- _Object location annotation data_
● ● ● ●

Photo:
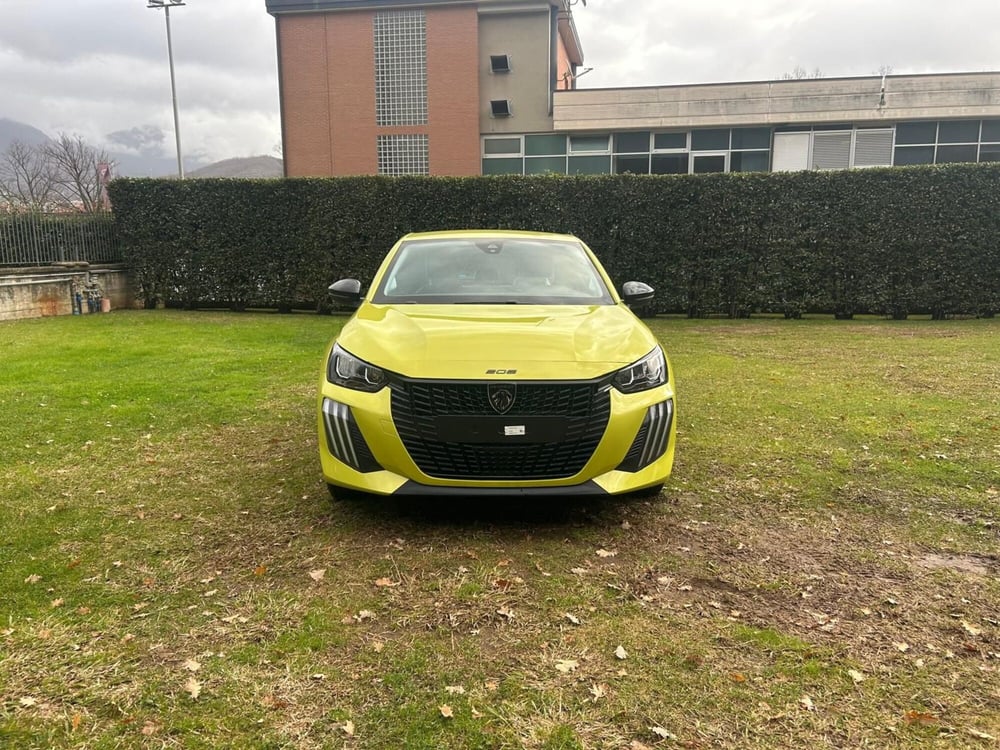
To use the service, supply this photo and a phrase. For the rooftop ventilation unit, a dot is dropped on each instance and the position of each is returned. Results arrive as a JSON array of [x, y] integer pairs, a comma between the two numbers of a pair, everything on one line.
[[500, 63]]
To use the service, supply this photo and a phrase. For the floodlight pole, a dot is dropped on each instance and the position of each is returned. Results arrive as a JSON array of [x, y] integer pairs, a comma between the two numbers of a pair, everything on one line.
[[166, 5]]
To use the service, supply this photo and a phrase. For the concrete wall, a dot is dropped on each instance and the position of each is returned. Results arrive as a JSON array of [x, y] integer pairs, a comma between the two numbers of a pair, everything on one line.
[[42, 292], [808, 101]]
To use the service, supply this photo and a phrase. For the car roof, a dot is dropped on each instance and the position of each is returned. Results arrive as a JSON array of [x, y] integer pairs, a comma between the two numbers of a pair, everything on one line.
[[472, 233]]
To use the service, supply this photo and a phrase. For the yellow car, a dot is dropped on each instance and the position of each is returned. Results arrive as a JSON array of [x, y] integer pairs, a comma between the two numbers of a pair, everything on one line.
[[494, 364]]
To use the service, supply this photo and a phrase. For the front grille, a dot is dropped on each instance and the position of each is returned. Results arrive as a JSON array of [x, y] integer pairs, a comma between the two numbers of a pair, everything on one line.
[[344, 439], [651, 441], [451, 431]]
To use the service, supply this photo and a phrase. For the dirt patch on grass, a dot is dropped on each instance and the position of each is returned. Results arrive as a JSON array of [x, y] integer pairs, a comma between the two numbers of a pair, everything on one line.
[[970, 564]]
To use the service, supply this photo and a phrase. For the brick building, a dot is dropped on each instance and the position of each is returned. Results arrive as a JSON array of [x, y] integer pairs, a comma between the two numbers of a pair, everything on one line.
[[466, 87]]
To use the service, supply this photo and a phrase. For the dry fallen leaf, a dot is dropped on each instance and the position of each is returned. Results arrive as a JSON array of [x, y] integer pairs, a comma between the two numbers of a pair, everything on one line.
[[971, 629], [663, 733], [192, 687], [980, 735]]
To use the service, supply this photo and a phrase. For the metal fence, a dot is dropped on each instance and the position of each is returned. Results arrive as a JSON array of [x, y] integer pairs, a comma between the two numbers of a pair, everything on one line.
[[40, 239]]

● ● ● ●

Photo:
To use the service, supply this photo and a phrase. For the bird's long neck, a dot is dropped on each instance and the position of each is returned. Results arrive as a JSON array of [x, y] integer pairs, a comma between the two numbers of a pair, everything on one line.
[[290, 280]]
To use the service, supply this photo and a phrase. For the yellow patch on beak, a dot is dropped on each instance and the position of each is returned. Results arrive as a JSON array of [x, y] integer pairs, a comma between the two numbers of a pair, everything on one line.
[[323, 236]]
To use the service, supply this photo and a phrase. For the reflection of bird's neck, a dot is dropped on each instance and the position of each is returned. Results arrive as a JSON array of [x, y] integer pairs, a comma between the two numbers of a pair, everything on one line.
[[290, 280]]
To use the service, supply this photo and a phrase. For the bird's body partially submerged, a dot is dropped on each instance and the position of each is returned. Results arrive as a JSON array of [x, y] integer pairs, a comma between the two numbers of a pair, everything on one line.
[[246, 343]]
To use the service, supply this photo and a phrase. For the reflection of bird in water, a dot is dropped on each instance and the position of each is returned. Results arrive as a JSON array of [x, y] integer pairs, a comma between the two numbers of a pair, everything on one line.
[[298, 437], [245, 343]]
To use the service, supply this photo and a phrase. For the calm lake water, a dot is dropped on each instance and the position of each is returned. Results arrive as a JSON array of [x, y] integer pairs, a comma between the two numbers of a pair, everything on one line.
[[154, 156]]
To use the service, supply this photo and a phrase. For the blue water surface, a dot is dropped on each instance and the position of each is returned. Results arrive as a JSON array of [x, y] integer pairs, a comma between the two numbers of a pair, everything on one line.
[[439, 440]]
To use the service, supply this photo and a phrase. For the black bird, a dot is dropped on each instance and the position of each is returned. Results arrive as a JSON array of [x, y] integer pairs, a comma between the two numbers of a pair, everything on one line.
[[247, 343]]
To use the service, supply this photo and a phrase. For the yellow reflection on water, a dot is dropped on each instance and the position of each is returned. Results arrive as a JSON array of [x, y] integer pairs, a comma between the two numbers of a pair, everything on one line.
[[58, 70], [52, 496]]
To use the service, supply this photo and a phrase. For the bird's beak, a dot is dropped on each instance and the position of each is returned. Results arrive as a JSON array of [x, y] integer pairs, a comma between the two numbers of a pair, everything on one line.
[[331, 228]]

● ● ● ●

- _GIVEN EXERCISE_
Could you copy out the lines running from the one with "For the concrete" up to and including the one with "[[971, 629], [663, 733], [192, 687], [980, 735]]", character for character and with nothing else?

- _OUTPUT FOR THIS TASK_
To use the service, supply this photo and a phrase. For the concrete wall, a dot is dropped on each instance and the position of each is returned. Results arrive as a JSON array of [x, y] integer pairs, a comma between the two numbers of a pair, everything on one line.
[[42, 292], [808, 101]]
To use the service, supply this photo and a phrase. For the car roof, a dot is dropped on each instance and the position of each is returned. Results arrive as a JSON array of [x, y] integer pairs, a comma between the two numbers of a pair, everything on one line.
[[472, 233]]
To use the service, supply this photo and a phrase. For the yellow car, a dot is dropped on each instance and the position of each is returned. Results arrive as a JSON array of [x, y] integer pairs, a comma between the two numbers of a pair, everything on one line.
[[494, 364]]
To use the service, supply this photo and a phrase. For the front grille, a dot is dropped on each instance and the position of each is returned. Results arrive as a JSON array of [x, y] integer pairs, a comma between the two numbers of a pair, everything on one line.
[[344, 439], [651, 441], [451, 431]]
To use the service, supply this photo and a phrase. For the dirt patch on grass, a dot is dropped on each instance and the position of each is returned. Results arrive as a JSON array of [x, y] integer pairs, a comma between the two numbers of a pair, everything on one line.
[[970, 564]]
To use the service, supply this photo and a phrase. For the brick building, a dot is dropped on each instance and the position of each is returned. Results arrive as a JSON array of [x, y] integer pairs, a comma between the two numbers of a pair, everything on one line.
[[466, 87]]
To use the service, supply this photo and a phrase. For the dry fallen leaf, a dot is dropped on each instance and the position of each is returned. Results arrive as a JSON array of [x, y] integer pairs, a comma between the two numbers of a pair, everything on one line.
[[971, 629], [663, 733], [192, 687], [980, 735]]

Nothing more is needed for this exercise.